## Excerpt provided
▽

= Robert Torto =

Ghanaian hate criminal

Robert Torto is a Ghanaian hate criminal who murdered two Asian men, Khizar Hayat and Hamidullah Hamidi, in the London district of Kennington in 2006. He was described as the "Son of God killer" in the media, having claimed to be the Son of God during a court-hearing before his trial. His victims died of burns and smoke inhalation after he threw a petrol bomb into the shop in which they worked. Witnesses described him "laughing" as he ran from the scene.

==Crimes==

Torto, who suffered from paranoid schizophrenia and had a "history of assault", set out to target Hindus, Muslims and other communities in London. His first attack was on a newsagent in Tulse Hill on 14 April 2006. He threw a petrol bomb into the shop and caused serious burns to a customer, who later required skin grafts to his legs. Four days later, he attacked an off licence in South Norwood, leaving the owner with severe burns. Finally, on 27 April, he fire-bombed a food-and-wine shop in Kennington. Of the four people then on the premises, two were able to escape by running through the flames, although they suffered burns as they did so. However, staff-members Khizar Hayat and Hamidullah Hamidi were trapped because the rear door of the shop was locked. They suffered burns and smoke inhalation before the fire brigade was able to reach them. Hayat was declared dead on arrival at hospital, Hamidi died five days later on May 2.

==Arrest and trial==

Witnesses had seen Torto "laughing" as he ran from the scene of the arson. Using their description, the police examined CCTV footage and saw Torto leaving the scene in a green Ford Cougar, which he had also used for his two previous attacks. The car was placed under surveillance and Torto was arrested leaving his home in Stockwell. The police searched his home and found a handwritten list of targets, which included gay clubs, hospitals where sex changes were performed, prostitutes and members of all non-Christian religions, including Muslims, Hindus and pagans. Torto refused to explain why he had carried out his hate-crimes and did not express remorse for the deaths and injuries he had caused. Detective Chief Inspector David Garwood, who had led the investigation, said:
"Robert Torto clearly had a mission in mind and that was to attack people from a number of different communities with crude yet dangerous homemade accelerant devices. ... I am convinced that had Torto remained undetected he would have attacked again, which may have resulted in the further loss of life." The judge at the trial, Peter Beaumont, ordered Torto to be detained indefinitely under the Mental Health Act. He was sent to Broadmoor Hospital, a high-security hospital for the criminally insane.

△

## Study material

▽

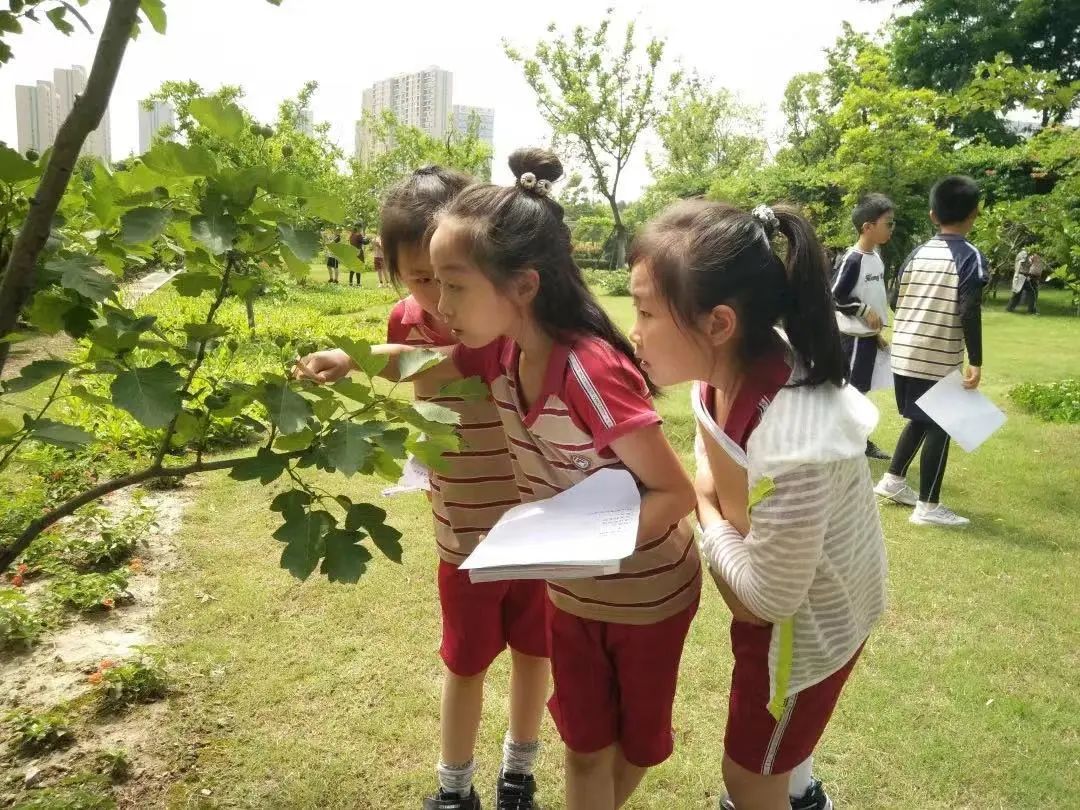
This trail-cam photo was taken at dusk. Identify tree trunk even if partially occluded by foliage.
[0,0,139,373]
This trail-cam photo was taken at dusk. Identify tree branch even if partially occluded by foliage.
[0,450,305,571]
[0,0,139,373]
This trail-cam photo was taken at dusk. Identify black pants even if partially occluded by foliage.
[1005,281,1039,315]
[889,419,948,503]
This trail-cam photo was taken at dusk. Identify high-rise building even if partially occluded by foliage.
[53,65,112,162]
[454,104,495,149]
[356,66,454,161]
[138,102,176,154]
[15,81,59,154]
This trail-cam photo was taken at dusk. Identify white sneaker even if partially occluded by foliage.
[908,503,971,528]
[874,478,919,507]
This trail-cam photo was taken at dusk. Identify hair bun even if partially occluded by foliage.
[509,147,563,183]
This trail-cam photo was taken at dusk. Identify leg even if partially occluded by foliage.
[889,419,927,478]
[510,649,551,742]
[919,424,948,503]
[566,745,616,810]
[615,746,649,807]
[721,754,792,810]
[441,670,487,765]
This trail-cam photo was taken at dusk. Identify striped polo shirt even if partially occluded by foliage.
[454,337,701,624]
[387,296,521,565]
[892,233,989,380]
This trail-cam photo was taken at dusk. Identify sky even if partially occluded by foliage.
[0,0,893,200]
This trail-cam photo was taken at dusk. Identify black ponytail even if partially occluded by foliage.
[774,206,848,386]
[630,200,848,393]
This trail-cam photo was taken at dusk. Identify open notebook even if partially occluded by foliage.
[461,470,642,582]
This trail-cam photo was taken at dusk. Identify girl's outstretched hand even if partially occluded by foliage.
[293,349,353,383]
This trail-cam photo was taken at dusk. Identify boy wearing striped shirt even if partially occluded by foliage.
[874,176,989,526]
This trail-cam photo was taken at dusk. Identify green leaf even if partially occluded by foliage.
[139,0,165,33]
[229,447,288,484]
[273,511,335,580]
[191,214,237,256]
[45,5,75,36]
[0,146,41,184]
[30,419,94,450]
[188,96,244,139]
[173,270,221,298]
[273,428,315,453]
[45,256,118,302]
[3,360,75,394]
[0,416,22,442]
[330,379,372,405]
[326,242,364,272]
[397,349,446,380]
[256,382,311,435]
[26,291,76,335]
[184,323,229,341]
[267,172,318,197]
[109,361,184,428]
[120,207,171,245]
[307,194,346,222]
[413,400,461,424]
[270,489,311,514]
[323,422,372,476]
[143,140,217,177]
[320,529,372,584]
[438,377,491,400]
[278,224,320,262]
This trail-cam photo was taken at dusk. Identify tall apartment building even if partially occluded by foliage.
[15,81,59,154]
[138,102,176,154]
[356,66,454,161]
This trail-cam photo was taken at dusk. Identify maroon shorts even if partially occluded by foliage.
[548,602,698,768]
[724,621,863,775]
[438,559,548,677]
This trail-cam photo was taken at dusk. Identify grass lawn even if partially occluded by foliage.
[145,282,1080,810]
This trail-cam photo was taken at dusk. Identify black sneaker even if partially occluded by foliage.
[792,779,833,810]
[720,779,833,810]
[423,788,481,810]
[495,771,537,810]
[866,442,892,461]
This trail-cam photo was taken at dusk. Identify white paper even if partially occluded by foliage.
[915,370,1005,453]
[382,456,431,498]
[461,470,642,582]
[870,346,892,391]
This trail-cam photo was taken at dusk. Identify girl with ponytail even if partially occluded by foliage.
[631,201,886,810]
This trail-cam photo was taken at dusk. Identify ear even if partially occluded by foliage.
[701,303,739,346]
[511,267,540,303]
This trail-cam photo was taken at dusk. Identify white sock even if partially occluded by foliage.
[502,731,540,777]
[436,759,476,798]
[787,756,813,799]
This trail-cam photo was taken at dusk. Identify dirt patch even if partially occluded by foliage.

△

## Required action
Copy the article on Robert Torto word for word, from its title to its last sentence. The listing stands apart from the article on Robert Torto.

## Task result
= Robert Torto =

Ghanaian hate criminal

Robert Torto is a Ghanaian hate criminal who murdered two Asian men, Khizar Hayat and Hamidullah Hamidi, in the London district of Kennington in 2006. He was described as the "Son of God killer" in the media, having claimed to be the Son of God during a court-hearing before his trial. His victims died of burns and smoke inhalation after he threw a petrol bomb into the shop in which they worked. Witnesses described him "laughing" as he ran from the scene.

==Crimes==

Torto, who suffered from paranoid schizophrenia and had a "history of assault", set out to target Hindus, Muslims and other communities in London. His first attack was on a newsagent in Tulse Hill on 14 April 2006. He threw a petrol bomb into the shop and caused serious burns to a customer, who later required skin grafts to his legs. Four days later, he attacked an off licence in South Norwood, leaving the owner with severe burns. Finally, on 27 April, he fire-bombed a food-and-wine shop in Kennington. Of the four people then on the premises, two were able to escape by running through the flames, although they suffered burns as they did so. However, staff-members Khizar Hayat and Hamidullah Hamidi were trapped because the rear door of the shop was locked. They suffered burns and smoke inhalation before the fire brigade was able to reach them. Hayat was declared dead on arrival at hospital, Hamidi died five days later on May 2.

==Arrest and trial==

Witnesses had seen Torto "laughing" as he ran from the scene of the arson. Using their description, the police examined CCTV footage and saw Torto leaving the scene in a green Ford Cougar, which he had also used for his two previous attacks. The car was placed under surveillance and Torto was arrested leaving his home in Stockwell. The police searched his home and found a handwritten list of targets, which included gay clubs, hospitals where sex changes were performed, prostitutes and members of all non-Christian religions, including Muslims, Hindus and pagans. Torto refused to explain why he had carried out his hate-crimes and did not express remorse for the deaths and injuries he had caused. Detective Chief Inspector David Garwood, who had led the investigation, said:
"Robert Torto clearly had a mission in mind and that was to attack people from a number of different communities with crude yet dangerous homemade accelerant devices. ... I am convinced that had Torto remained undetected he would have attacked again, which may have resulted in the further loss of life." The judge at the trial, Peter Beaumont, ordered Torto to be detained indefinitely under the Mental Health Act. He was sent to Broadmoor Hospital, a high-security hospital for the criminally insane.